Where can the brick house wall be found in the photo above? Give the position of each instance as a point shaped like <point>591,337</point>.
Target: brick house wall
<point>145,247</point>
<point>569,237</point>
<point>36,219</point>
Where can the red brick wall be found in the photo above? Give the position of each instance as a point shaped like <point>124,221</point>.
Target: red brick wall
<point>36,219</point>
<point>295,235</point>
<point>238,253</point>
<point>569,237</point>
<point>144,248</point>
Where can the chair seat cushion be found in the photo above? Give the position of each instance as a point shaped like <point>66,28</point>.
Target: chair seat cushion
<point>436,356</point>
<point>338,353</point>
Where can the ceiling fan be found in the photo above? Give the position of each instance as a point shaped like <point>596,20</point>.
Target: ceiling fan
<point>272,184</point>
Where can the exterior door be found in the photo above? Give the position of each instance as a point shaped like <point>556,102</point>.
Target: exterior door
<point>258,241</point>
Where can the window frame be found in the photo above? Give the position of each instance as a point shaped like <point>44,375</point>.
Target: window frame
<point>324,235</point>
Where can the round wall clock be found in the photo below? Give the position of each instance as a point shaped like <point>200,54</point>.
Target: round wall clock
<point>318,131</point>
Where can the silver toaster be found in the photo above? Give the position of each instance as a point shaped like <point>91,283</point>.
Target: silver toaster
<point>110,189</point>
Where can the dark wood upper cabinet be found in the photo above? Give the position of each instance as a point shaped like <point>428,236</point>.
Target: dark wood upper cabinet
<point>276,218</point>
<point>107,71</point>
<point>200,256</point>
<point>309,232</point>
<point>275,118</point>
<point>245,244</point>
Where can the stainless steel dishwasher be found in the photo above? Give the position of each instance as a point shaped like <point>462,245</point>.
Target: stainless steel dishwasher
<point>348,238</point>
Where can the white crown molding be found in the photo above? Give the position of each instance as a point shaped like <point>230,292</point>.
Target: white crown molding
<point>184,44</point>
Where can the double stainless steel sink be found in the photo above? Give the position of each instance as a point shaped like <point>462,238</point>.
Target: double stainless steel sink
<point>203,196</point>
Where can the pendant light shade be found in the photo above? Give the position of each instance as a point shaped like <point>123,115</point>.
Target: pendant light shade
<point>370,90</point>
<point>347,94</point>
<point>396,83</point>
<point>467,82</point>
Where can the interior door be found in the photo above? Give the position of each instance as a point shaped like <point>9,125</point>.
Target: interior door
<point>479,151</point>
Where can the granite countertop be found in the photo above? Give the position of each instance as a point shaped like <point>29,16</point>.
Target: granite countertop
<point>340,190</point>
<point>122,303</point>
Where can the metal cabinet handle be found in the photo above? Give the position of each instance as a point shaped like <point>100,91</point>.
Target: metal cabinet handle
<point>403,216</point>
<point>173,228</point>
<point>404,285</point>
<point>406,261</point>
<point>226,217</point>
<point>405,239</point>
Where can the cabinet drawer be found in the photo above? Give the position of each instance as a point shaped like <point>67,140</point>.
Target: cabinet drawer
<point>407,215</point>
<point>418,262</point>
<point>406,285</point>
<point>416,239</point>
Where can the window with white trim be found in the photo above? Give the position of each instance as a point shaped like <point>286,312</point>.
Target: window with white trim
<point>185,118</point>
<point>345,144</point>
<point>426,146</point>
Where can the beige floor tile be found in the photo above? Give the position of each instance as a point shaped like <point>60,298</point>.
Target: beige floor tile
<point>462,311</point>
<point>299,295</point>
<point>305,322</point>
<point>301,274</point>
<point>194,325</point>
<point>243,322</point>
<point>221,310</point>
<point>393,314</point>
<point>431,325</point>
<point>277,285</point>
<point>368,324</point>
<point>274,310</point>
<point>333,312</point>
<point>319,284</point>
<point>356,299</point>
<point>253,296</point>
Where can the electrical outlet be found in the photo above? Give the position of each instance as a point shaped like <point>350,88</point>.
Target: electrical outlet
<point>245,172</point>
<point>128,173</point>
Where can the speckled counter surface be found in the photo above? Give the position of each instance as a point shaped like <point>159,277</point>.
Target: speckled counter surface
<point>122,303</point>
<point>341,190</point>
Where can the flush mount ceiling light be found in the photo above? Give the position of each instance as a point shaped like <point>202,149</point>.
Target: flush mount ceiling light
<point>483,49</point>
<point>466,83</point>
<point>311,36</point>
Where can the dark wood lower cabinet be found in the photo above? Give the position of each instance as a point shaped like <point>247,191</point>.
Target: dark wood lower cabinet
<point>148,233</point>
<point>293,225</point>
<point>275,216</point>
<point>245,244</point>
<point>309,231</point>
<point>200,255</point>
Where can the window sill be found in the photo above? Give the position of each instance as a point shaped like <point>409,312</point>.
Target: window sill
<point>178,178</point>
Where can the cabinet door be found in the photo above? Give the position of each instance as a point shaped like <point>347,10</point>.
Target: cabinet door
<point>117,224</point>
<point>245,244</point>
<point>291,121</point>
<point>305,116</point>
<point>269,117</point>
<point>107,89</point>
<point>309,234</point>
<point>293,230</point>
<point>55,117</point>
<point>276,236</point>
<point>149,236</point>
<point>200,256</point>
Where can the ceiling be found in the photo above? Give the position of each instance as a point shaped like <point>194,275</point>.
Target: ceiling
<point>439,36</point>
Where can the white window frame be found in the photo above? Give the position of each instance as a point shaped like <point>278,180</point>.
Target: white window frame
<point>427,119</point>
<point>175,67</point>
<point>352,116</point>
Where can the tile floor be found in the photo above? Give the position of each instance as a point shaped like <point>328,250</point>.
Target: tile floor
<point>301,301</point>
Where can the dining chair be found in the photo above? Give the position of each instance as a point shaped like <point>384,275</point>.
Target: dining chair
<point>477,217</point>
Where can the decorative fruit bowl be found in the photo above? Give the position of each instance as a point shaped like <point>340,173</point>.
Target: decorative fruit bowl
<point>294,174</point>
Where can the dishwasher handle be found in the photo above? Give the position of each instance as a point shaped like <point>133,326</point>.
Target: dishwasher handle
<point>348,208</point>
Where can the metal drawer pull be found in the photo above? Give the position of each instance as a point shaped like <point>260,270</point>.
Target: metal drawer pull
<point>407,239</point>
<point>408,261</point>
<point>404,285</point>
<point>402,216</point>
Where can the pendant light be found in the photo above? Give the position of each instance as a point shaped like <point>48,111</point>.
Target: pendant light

************

Your answer should be every entry above, repeated exactly.

◆ Exercise result:
Where can the brick house wall be found in the photo above? Give the position of each instance as a point shaped like <point>591,337</point>.
Target: brick house wall
<point>145,247</point>
<point>569,237</point>
<point>36,219</point>
Where can the red brick wall be found in the photo above? Give the position of each instance as a point shaped like <point>124,221</point>.
Target: red brick wall
<point>36,219</point>
<point>295,235</point>
<point>238,253</point>
<point>569,237</point>
<point>144,248</point>
Where can the chair seat cushion be found in the photo above? Give the position of each instance as a point shaped like <point>66,28</point>.
Target: chair seat cushion
<point>436,356</point>
<point>338,353</point>
Where can the ceiling fan be found in the photo above? Give the position of each instance as a point shaped like <point>596,20</point>.
Target: ceiling fan
<point>272,184</point>
Where can the exterior door be found in the photo above? Give the position of each instance as a point shaped like <point>556,102</point>.
Target: exterior door
<point>258,241</point>
Where can the window frame be found in the photo above? Give the position of each instance as a point shaped like <point>44,375</point>.
Target: window frame
<point>324,235</point>
Where can the round wall clock be found in the photo below? Give the position of each instance as a point shaped like <point>200,54</point>.
Target: round wall clock
<point>318,131</point>
Where can the silver toaster be found in the photo above? Give the position of each instance as a point shaped like <point>91,283</point>.
Target: silver toaster
<point>110,189</point>
Where can the dark wood upper cabinet be found in the photo above? Give the position of each instance as a point shaped like <point>428,236</point>.
Target: dark wood upper cabinet
<point>276,218</point>
<point>107,71</point>
<point>200,256</point>
<point>309,232</point>
<point>275,118</point>
<point>245,244</point>
Where can the stainless steel dishwasher be found in the photo above? Give the position of each instance as a point shaped like <point>462,245</point>.
Target: stainless steel dishwasher
<point>348,238</point>
Where can the white crown molding be found in the photo above? Give the position of each instance as a point shaped like <point>230,292</point>.
Target: white crown molding
<point>184,44</point>
Where can the double stainless steel sink be found in the photo above? Give the position of each instance as a point shaped like <point>462,238</point>.
Target: double stainless steel sink
<point>203,196</point>
Where can the pendant light shade be found in the photo above? Give the position of each instance as a point shaped like <point>123,115</point>.
Target: pendant light shade
<point>370,90</point>
<point>347,94</point>
<point>396,83</point>
<point>467,82</point>
Where can the interior door be found in the photo above? Give the position of each instance as a point shaped like <point>9,125</point>.
Target: interior door
<point>479,151</point>
Where can the granite countertop be found in the photo above? Give the position of each instance as a point shaped like <point>29,16</point>.
Target: granite countertop
<point>340,190</point>
<point>122,303</point>
Where can the metal cabinet handle be found in the photo above? Give the position of each instance as a point shaped like <point>100,91</point>.
Target: metal cabinet handle
<point>403,216</point>
<point>173,228</point>
<point>404,285</point>
<point>406,261</point>
<point>226,217</point>
<point>405,239</point>
Where can the cabinet drawer be found in the photo above? Give the position of each instance as a point shaped like <point>67,140</point>.
Target: cabinet drawer
<point>407,215</point>
<point>418,262</point>
<point>406,285</point>
<point>416,239</point>
Where can the window with white trim be found in the photo above? Give the position of each instance as a point shaped like <point>286,312</point>.
Target: window with white trim
<point>185,118</point>
<point>345,144</point>
<point>426,146</point>
Where can the beige floor tile be found in the photo above? Give the position of each instance as a point shaped like <point>60,298</point>.
Target: beige floor tile
<point>462,311</point>
<point>299,295</point>
<point>305,322</point>
<point>301,274</point>
<point>194,325</point>
<point>243,322</point>
<point>221,310</point>
<point>393,314</point>
<point>431,325</point>
<point>277,285</point>
<point>368,324</point>
<point>274,310</point>
<point>333,312</point>
<point>319,284</point>
<point>356,299</point>
<point>253,296</point>
Where can the electrical outlet be found in the photo above? Give the position of each instance as a point shaped like <point>350,88</point>.
Target: electrical outlet
<point>245,172</point>
<point>128,173</point>
Where can the speckled counter surface be found in the photo above? Give the position of each instance as a point shaped like <point>159,277</point>.
Target: speckled counter surface
<point>122,303</point>
<point>341,190</point>
Where can the flush mount ceiling light be found in the photo above? Give the position of each instance as a point shaped like <point>202,149</point>.
Target: flush mount ceiling light
<point>483,49</point>
<point>466,83</point>
<point>311,36</point>
Where can the dark wood lower cabinet be found in the photo above? Give the position of each instance as a point shaped like <point>247,191</point>.
Target: dark wood lower cabinet
<point>148,233</point>
<point>293,225</point>
<point>275,216</point>
<point>245,244</point>
<point>309,231</point>
<point>200,255</point>
Where can the window sill be found in the photo above? Give the position of each instance as a point shaped like <point>409,312</point>.
Target: window sill
<point>178,178</point>
Where can the cabinet door be found in the photo above? Give the position of each instance as a point shaped like <point>347,10</point>.
Target: cabinet door
<point>117,224</point>
<point>245,244</point>
<point>291,121</point>
<point>305,116</point>
<point>269,117</point>
<point>107,89</point>
<point>309,234</point>
<point>293,230</point>
<point>55,117</point>
<point>276,236</point>
<point>149,236</point>
<point>200,256</point>
Where can the ceiling be found in the photo above? Give the position of each instance as a point shaped like <point>194,275</point>.
Target: ceiling
<point>439,36</point>
Where can the white window frame be found in the photo above? Give the position of each instance as a point shaped like <point>278,180</point>.
Target: white window frame
<point>427,119</point>
<point>175,67</point>
<point>352,116</point>
Where can the tile floor be found in the photo above? Give the position of each instance as a point shaped like <point>328,250</point>.
Target: tile floor
<point>301,301</point>
Where can the dining chair be found in the photo above? Give the position of each instance as a point shaped like <point>384,275</point>.
Target: dining chair
<point>477,217</point>
Where can the decorative fruit bowl be found in the photo above? Give the position of each instance as a point shaped like <point>340,173</point>.
Target: decorative fruit bowl
<point>294,174</point>
Where can the dishwasher handle be found in the photo above? Give the position of each instance as a point shaped like <point>133,326</point>.
Target: dishwasher handle
<point>348,208</point>
Where can the metal drawer pull be found in the photo above? Give the position of each instance as a point shaped like <point>260,270</point>.
Target: metal drawer pull
<point>407,239</point>
<point>408,261</point>
<point>404,285</point>
<point>402,216</point>
Where can the pendant light be found in the photo above? Give the position of each instance as a point shaped like <point>48,111</point>.
Target: pendant light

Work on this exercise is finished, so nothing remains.